> _What the exercise asks_: Starting at the line that contains "Give the mask of every instance of the front" and continuing through the end of the material, switch "front bumper" to "rear bumper". Reproduce only those lines, with everything else unchanged.

Extracted data entries:

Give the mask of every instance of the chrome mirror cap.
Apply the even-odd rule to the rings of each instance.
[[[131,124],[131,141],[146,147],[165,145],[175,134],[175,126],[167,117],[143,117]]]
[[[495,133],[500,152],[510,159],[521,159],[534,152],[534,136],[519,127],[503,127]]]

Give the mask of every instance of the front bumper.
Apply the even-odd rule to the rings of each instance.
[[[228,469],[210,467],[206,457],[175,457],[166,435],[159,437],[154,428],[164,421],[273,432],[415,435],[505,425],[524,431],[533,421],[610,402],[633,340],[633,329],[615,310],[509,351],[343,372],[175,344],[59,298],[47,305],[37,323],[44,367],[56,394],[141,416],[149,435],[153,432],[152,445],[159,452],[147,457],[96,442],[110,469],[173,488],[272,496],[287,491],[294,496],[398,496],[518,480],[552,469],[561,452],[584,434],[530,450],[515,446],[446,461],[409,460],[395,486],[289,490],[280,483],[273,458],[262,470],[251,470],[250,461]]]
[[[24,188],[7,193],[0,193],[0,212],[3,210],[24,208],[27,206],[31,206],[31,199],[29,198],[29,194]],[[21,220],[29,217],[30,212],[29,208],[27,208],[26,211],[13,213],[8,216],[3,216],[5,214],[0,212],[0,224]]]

> _Expected answer_:
Give the mask of every instance of the rear bumper.
Apply the even-odd rule to the rings of each instance.
[[[228,469],[210,467],[206,457],[175,457],[166,435],[159,437],[154,428],[164,421],[273,432],[415,435],[505,425],[524,431],[533,421],[610,402],[633,340],[633,329],[615,310],[509,351],[343,372],[175,344],[59,298],[47,305],[37,323],[44,367],[56,394],[141,416],[149,435],[153,432],[152,445],[159,452],[147,457],[96,442],[110,469],[173,488],[272,496],[287,491],[294,496],[398,496],[518,480],[552,469],[561,452],[584,434],[530,450],[515,446],[446,461],[409,460],[395,486],[289,490],[280,483],[273,458],[262,470],[251,470],[250,461]]]
[[[24,188],[7,193],[0,193],[0,212],[3,210],[24,208],[27,206],[31,206],[31,199],[29,198],[29,194]],[[21,220],[29,217],[30,212],[29,208],[27,208],[26,211],[13,213],[8,216],[3,216],[5,214],[0,212],[0,224]]]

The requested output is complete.